**WORK REQUIRED**
The listing below should be copied in full, word for word.

=-=-=

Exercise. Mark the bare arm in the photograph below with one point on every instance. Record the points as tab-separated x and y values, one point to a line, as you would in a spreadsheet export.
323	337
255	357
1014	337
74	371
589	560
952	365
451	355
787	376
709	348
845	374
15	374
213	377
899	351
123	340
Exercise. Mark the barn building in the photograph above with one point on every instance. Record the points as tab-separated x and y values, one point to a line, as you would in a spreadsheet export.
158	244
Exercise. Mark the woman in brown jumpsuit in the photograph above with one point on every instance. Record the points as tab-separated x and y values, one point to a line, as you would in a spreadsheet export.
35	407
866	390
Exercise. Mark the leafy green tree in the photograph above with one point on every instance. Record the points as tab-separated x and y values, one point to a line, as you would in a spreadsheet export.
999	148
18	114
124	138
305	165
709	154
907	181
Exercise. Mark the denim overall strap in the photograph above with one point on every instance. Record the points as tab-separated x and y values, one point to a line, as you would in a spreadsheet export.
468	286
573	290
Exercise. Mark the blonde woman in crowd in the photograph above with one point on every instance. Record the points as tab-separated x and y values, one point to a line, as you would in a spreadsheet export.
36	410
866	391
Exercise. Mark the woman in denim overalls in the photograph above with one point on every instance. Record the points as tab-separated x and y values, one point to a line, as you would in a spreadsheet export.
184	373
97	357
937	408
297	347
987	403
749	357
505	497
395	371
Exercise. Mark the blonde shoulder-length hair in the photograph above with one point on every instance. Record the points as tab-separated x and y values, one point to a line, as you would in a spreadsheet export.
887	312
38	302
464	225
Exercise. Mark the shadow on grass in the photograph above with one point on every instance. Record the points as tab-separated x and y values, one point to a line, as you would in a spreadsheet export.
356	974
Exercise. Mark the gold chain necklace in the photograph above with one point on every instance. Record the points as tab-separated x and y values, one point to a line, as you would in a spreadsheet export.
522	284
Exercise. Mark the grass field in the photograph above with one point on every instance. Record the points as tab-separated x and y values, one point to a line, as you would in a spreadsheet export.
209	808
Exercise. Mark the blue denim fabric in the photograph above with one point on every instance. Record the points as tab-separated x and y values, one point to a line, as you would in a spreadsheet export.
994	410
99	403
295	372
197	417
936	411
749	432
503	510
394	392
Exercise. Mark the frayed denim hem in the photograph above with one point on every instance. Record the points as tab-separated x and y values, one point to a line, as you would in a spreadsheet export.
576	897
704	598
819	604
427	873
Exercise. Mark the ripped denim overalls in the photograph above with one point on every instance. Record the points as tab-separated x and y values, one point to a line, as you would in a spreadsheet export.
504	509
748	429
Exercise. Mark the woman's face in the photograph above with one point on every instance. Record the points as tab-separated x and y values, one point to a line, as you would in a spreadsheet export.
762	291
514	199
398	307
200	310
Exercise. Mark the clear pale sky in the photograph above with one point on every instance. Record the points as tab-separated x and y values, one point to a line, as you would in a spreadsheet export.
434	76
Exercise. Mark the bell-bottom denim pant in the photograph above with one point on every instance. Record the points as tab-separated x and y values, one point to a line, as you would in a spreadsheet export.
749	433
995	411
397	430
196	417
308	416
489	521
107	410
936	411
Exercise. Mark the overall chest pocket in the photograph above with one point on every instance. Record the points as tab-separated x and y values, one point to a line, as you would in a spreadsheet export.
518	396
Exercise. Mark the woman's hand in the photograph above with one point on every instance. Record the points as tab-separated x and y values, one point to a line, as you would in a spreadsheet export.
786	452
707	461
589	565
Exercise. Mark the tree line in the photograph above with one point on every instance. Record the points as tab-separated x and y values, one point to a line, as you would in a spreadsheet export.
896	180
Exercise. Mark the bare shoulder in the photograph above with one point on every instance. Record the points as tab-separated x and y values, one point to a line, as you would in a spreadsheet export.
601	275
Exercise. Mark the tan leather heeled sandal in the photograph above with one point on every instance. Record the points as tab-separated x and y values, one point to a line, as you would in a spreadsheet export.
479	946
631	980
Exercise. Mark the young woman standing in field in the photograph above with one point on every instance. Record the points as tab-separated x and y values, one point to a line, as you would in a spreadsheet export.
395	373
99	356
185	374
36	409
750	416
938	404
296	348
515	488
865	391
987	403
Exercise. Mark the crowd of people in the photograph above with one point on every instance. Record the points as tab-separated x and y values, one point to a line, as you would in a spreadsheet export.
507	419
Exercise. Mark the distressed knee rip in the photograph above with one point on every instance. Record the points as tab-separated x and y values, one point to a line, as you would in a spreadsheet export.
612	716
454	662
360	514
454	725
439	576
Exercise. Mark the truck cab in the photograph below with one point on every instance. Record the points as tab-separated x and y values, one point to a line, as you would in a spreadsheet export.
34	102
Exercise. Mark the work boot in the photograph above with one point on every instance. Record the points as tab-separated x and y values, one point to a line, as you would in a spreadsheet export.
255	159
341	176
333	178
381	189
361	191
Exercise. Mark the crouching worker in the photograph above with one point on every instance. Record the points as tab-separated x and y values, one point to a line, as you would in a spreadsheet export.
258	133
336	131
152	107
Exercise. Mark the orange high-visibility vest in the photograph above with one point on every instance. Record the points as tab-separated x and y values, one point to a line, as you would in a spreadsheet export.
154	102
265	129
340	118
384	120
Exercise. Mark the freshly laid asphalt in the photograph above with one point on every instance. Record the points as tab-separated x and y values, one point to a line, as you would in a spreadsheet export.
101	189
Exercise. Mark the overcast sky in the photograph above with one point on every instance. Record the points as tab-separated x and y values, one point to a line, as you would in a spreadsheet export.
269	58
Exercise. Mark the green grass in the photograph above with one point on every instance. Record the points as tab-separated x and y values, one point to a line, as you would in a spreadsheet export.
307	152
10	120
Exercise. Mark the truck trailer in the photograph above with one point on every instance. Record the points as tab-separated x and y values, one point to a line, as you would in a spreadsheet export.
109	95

=-=-=

**REPLY**
Exercise. Mark the bare arm in the photograph below with one point on every instance. Record the points as tab-separated x and y values, one point to a line, as you would in a spreadsheet export.
323	337
255	357
1014	337
74	371
589	560
952	365
451	355
787	376
709	348
845	374
15	374
213	377
899	351
123	340
Exercise. Mark the barn building in the photograph above with one point on every instance. Record the points as tab-separated x and y values, one point to a line, as you would in a spreadsheet export.
158	244
Exercise. Mark the woman in brown jumpsuit in the photograph above with one point on every instance. Record the points as tab-separated x and y values, one point to a line, as you would in a spreadsheet export.
35	407
866	390
Exercise. Mark the leafy green tree in the photograph above with one point on every instance. Record the points as tab-separated x and y values, one point to a line, as you would in a spreadsheet export.
999	148
18	114
124	138
305	165
709	154
907	181
Exercise. Mark the denim overall strap in the photograph above with one point on every instance. Record the points as tab-separated x and y values, one point to a line, as you would in a spreadsheet export.
468	286
573	290
Exercise. Mark the blonde woman in crowd in the photograph above with one point on every instance. Record the points as tab-separated x and y values, one point to a line, as you would in a spreadsheet export.
36	410
866	391
Exercise. Mark the woman in denim overalls in the photograph above with one point on every instance. Record the points as tab-separated x and y values, one point to a line, as you would in a spreadsheet export.
184	373
97	357
937	408
297	347
987	403
749	357
505	497
395	371
Exercise. Mark the blonde shoulder-length hair in the photograph above with one point on every instance. Record the points as tab-separated x and y values, one point to a line, as you would in a spreadsheet export.
887	312
38	302
464	225
Exercise. Mark the shadow on grass in the photograph above with one point on every instance. Record the points as tab-separated x and y values, one point to a line, as you would in a spreadsheet export.
356	974
Exercise. Mark the gold chain necklace in the photograph above with one point on every instance. Record the points as tab-separated x and y values, one point to a line, as you would in a spreadsheet export.
522	284
Exercise. Mark the grass field in the photograph above with one point on every instance. Record the points as tab-separated x and y values, one point to a line, as you would in a spreadsheet export.
209	808
Exercise. Mark the blue denim fabric in the photograph above with one point on every instance. Record the points as tab-separated x and y values, one point to a line, as you would in a spreadsheet export.
994	410
99	403
295	372
197	417
936	411
749	432
503	510
394	392
Exercise. Mark the frayed denim hem in the photograph above with one point on every instance. Record the points as tab-separated x and y values, one point to a line, as you would in a spreadsheet export.
576	897
704	598
819	604
427	873
Exercise. Mark the ripped denim overalls in the photograph above with one point on every instance. Record the points as tab-separated x and y values, one point to a line, as you would in a spreadsheet export.
504	509
748	429
Exercise. Mark the woman's face in the photograph above with one point on every instance. Record the points as tab-separated x and y values, one point to a line, as you would in a spreadsheet export.
762	291
514	199
398	307
200	310
Exercise. Mark the clear pale sky in the photograph above with one point on every instance. Record the points as tab-separated x and y values, one point to a line, as you would in a spreadsheet export.
434	76
Exercise. Mark the bell-bottom denim pant in the photograph above with one point on every instance. Record the points as tab-separated x and y values, one point to a line, as you would in a spreadsheet export.
749	433
995	411
397	430
196	417
308	416
489	521
107	410
936	411
Exercise. Mark the overall chest pocket in the photograph above with one point on every instance. Record the points as tab-separated x and y values, one point to a line, as you would in a spreadsheet export.
518	396
Exercise. Mark the woman's hand in the photograph above with one point on every instance. Record the points as tab-separated x and y values, one point to a line, as you would in a spreadsheet export.
786	452
707	461
589	565
Exercise. Mark the tree line in the photograph above with one point on every instance. Record the points as tab-separated x and y values, one point to a line, as you would in a spreadsheet export.
896	180
Exercise. Mark the bare shoulder in the photograph above with one point on every instance. Record the points as tab-separated x and y values, one point to a line, as you would in a spreadsheet export.
601	275
Exercise. Mark the tan leather heeled sandal in the photograph above with one point on every instance. Record the points as tab-separated x and y values, one point to a line, as you would in a spreadsheet export.
479	946
631	980
Exercise. Mark the young woman standing in field in the photograph above with one point on every instance. Record the points as tab-separated x and y values, one point to a line, as you would in a spreadsheet export.
395	373
99	356
185	374
36	409
750	416
938	404
296	348
515	488
865	391
987	403
Exercise. Mark the crowd of people in the photograph above with one point on every instance. Record the points as tab-separated x and y values, one point to a line, as you would in a spreadsheet export.
507	419
Exercise. Mark the distressed knee rip in the photograph above with one point on every instance. Record the points as tab-separated x and y values, one point to a line, as you would in a spreadsheet export.
612	716
454	662
360	514
454	725
439	576
Exercise. Mark the truck cab in the photograph below with one point on every instance. Record the points as tab-separated x and y values, one point to a line, as you would in a spreadsheet export.
34	102
Exercise. Mark the work boot in the photograph above with one point on every instance. Record the points as tab-separated x and y values, one point to a line, as you would in a spreadsheet export.
255	159
341	176
333	178
381	189
361	191
Exercise. Mark the crouching worker in the photograph above with one point on every instance. Record the points as tab-separated x and y values, one point to a line, as you would in a spreadsheet export.
258	133
336	131
152	107
Exercise. Mark the orange high-visibility vest in the photograph above with one point on every instance. Record the points as tab-separated x and y values, one point to a line, as you would in a spreadsheet export.
154	102
265	129
340	118
384	120
Exercise. Mark the freshly laid asphalt in the photograph above with one point on every instance. Record the points as tab-separated x and y values, one point to a line, as you would in a spreadsheet export.
101	189
Exercise. Mark the overcast sky in the photograph above with one point on every instance. Record the points as tab-separated x and y values, one point to a line, as you would in a spreadsheet export.
269	58
Exercise. Mark the green grass in the photograph above with one point on every instance. Record the points as tab-separated x and y values, one point to a line, as you would in a spreadsheet export.
307	152
10	120
Exercise. Mark the truck trailer in the photograph above with one point on every instance. Record the points as tab-separated x and y values, one point to a line, as you would in a spreadsheet export.
109	95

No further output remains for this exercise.